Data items
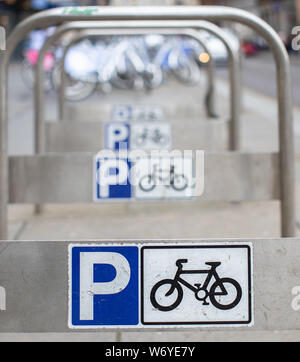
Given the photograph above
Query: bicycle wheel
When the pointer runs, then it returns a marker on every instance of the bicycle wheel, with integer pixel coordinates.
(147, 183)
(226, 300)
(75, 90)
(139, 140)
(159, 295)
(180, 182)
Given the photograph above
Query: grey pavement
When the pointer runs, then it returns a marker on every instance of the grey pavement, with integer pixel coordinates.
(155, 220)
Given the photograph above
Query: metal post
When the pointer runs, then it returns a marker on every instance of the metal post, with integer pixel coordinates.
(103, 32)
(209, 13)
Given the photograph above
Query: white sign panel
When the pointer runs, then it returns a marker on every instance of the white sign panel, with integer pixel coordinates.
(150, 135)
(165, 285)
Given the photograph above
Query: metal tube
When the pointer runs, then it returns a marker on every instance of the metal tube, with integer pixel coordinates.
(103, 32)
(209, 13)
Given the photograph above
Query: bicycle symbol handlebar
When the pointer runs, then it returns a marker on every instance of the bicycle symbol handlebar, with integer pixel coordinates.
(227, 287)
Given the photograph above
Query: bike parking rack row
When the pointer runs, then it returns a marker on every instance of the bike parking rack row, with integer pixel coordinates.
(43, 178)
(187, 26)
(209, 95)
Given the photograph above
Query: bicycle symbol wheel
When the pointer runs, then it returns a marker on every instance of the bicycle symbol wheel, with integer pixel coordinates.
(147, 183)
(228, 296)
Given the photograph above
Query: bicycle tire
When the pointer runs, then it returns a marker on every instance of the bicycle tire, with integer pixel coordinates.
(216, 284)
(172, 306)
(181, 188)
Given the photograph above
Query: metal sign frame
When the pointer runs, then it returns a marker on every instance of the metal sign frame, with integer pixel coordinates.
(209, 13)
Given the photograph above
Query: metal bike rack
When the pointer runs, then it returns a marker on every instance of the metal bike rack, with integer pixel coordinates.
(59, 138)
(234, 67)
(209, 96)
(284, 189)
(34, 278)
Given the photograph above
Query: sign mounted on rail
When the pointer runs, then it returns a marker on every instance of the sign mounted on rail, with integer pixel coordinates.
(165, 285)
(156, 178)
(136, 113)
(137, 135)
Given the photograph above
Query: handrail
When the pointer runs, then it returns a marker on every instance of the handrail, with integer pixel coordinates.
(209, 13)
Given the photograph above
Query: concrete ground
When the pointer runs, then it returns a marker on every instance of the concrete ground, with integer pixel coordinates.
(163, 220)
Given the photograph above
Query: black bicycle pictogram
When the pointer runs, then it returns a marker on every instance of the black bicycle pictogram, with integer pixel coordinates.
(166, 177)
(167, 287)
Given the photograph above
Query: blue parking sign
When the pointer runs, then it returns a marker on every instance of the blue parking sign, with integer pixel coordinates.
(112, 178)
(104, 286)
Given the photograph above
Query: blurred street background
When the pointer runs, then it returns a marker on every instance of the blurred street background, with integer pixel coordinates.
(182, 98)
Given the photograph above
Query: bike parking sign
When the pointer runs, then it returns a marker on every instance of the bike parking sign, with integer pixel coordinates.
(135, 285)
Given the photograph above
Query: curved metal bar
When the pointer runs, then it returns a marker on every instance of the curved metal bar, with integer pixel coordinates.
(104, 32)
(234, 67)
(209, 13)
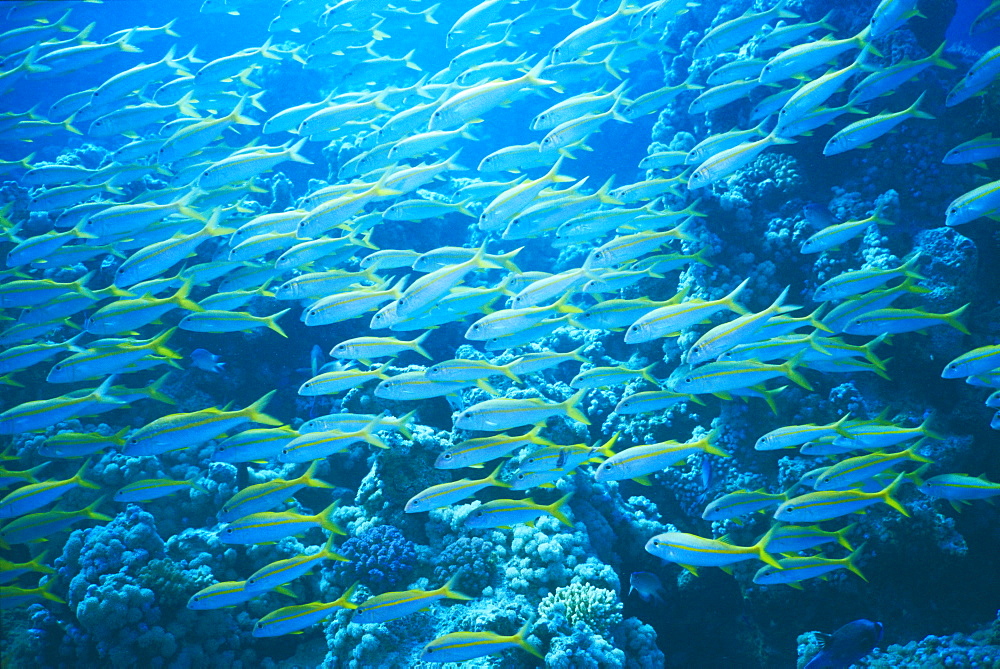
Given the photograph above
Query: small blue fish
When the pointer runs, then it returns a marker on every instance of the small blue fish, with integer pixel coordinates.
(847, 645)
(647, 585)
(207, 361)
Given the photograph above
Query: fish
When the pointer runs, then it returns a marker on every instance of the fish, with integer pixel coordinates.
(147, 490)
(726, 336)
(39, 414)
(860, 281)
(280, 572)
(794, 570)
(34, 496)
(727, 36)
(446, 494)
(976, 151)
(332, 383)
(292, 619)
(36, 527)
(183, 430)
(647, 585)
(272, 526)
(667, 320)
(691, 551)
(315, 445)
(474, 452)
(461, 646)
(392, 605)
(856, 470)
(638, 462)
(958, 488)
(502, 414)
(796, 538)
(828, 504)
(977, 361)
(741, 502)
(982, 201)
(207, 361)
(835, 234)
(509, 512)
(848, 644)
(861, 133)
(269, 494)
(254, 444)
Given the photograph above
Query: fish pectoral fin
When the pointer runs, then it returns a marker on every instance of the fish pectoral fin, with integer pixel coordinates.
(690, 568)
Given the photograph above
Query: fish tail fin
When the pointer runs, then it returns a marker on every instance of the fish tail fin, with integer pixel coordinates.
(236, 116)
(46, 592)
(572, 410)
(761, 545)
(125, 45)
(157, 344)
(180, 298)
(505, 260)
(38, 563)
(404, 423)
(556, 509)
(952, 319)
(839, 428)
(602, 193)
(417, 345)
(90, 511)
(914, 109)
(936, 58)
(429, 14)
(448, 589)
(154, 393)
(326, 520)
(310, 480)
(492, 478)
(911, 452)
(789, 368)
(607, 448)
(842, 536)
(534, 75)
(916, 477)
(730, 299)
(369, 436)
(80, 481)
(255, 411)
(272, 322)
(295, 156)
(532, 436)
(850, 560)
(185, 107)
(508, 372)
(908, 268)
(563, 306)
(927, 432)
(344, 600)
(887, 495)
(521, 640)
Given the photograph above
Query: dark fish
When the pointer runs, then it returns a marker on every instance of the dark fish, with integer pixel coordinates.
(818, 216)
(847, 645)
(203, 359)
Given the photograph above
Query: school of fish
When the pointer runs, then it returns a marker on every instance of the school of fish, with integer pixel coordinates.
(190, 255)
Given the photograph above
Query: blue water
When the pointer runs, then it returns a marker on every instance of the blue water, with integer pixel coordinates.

- _About this task_:
Give the data again exactly as it stands, apart from the pictures.

- _Result_:
Given the photograph above
Query: bicycle wheel
When the pointer runs, then it returns a marker on every instance of the bicycle wheel, with integer pixel coordinates.
(147, 183)
(226, 300)
(75, 90)
(139, 140)
(159, 295)
(180, 182)
Given the photograph above
Query: grey pavement
When the pointer runs, then it returns a marker on every instance of the grey pavement, with integer pixel coordinates.
(155, 220)
Given the photograph above
Query: metal post
When the pointer runs, then it returns a marker on every instance of the metal post, with integer pixel coordinates.
(103, 32)
(209, 13)
Given the photograph above
Query: white sign panel
When the pointer runs, then it returns a marker on every instance of the white sign panel, with integer pixel coordinates.
(150, 135)
(165, 285)
Given the photograph above
Query: metal tube
When the pointer runs, then it returns a marker on every instance of the metal tube, with integer pixel coordinates.
(103, 32)
(209, 13)
Given the photograph above
Query: bicycle symbol handlebar
When the pointer runs, then it returns a marker on every instance of the bicycle symbol handlebar, with integer pixel coordinates.
(227, 287)
Given the photograph above
Query: bike parking rack row
When the pointer runs, then it returns a marker on every instance of the bike parking rack row, with integer pixel coordinates.
(43, 178)
(187, 26)
(209, 95)
Given the photograph above
Query: bicycle symbol wheel
When the pointer runs, then it returns a marker on every instance of the bicycle symbol wheel, with integer pixel coordinates.
(147, 183)
(228, 296)
Given the photograph above
Query: bicycle tire
When the pointer runs, then it returns a marker on every instance of the bicycle tire, with integer pixel coordinates.
(216, 284)
(172, 306)
(181, 188)
Given the photograph above
Query: metal sign frame
When the pointer runs, then it returns a marker on every instance of the metal sign frame, with integer pixel coordinates.
(209, 13)
Given the photograph above
Query: metal bike rack
When the pointer runs, then it returns a marker on every instance of the metal bike rack, with integer pixel coordinates.
(59, 138)
(234, 67)
(209, 96)
(284, 189)
(34, 278)
Given the photograph above
Query: sign mounted on rail
When the pointer runs, then it returns a marker on every instance of the sign mounted on rail, with integer pixel coordinates.
(165, 285)
(156, 178)
(136, 113)
(137, 135)
Given the photograph above
Query: handrail
When the pointer runs, then it returns a marker on every instance of the handrail, with integer pixel coordinates.
(209, 13)
Given the photograph above
Query: concrete ground
When the pointer runs, then it returns a marker on every instance of the concrete ground, with integer pixel coordinates.
(163, 220)
Given the photograph above
Query: black bicycle pictogram
When the pointer runs, then it returns a marker on every instance of the black bicycle pictogram, with integer pixel coordinates.
(166, 177)
(167, 287)
Given the photograph above
Query: blue parking sign
When the pointer runs, then it returns a marker on every instance of the blue parking sign, with integer pixel coordinates.
(112, 178)
(104, 286)
Given the photograph above
Query: blurred street background
When the pointer runs, then it returns a marker on every instance of the blurred street background, with integer pixel coordinates.
(182, 98)
Given the photograph above
Query: bike parking sign
When the pointer runs, then it returns a marker on every instance of the bike parking sign, with integer pixel coordinates.
(135, 285)
Given the photograph above
Query: curved metal bar
When the pointer runs, then it returns a marker on every instance of the curved metal bar, with integer pixel coordinates.
(104, 32)
(234, 67)
(209, 13)
Given the photograph above
Query: small blue fish
When the pointer runs, then it returns a marker on every instance of the small blue fish, with integer pixel coordinates.
(847, 645)
(647, 585)
(207, 361)
Given the photograph above
Query: fish
When the pointer runs, then it returns a marker on every instance of the fish, with integer pixel coordinates.
(147, 490)
(726, 336)
(39, 414)
(860, 281)
(280, 572)
(794, 570)
(34, 496)
(727, 36)
(446, 494)
(976, 151)
(332, 383)
(292, 619)
(36, 527)
(183, 430)
(647, 585)
(272, 526)
(667, 320)
(691, 551)
(315, 445)
(474, 452)
(461, 646)
(392, 605)
(856, 470)
(638, 462)
(958, 488)
(502, 414)
(796, 538)
(828, 504)
(977, 361)
(741, 502)
(982, 201)
(207, 361)
(835, 234)
(509, 512)
(848, 644)
(861, 133)
(269, 494)
(254, 444)
Given the photograph above
Query: fish pectoral fin
When the pointer runs, then it returns a marker on every instance of the fish pectoral fin, with integer pixel coordinates.
(690, 568)
Given the photograph above
Query: fish tail fin
When the pointer runs, then it returns a marker on every instance of the fish tail fin, with integer pixel coordinates.
(236, 116)
(46, 592)
(572, 410)
(761, 545)
(125, 45)
(157, 344)
(180, 298)
(505, 260)
(38, 563)
(404, 423)
(556, 509)
(952, 319)
(839, 428)
(602, 193)
(417, 345)
(90, 511)
(914, 109)
(936, 58)
(429, 14)
(448, 589)
(154, 393)
(326, 520)
(310, 480)
(492, 478)
(911, 452)
(789, 368)
(607, 448)
(842, 536)
(534, 75)
(916, 477)
(730, 299)
(369, 436)
(80, 481)
(255, 411)
(272, 322)
(295, 156)
(532, 436)
(850, 560)
(185, 107)
(508, 372)
(908, 268)
(563, 306)
(927, 432)
(344, 600)
(887, 495)
(521, 640)
Given the photograph above
Query: dark fish
When the pointer runs, then it returns a marker on every instance of the dark fish, with integer pixel coordinates.
(818, 216)
(847, 645)
(203, 359)
Given the photograph above
Query: school of fish
When the pointer runs, then it returns a marker on every instance of the school of fish, with integer pixel coordinates.
(190, 255)
Given the photograph above
Query: blue water
When the pointer runs, then it returns a marker on every instance of the blue water, with integer pixel coordinates.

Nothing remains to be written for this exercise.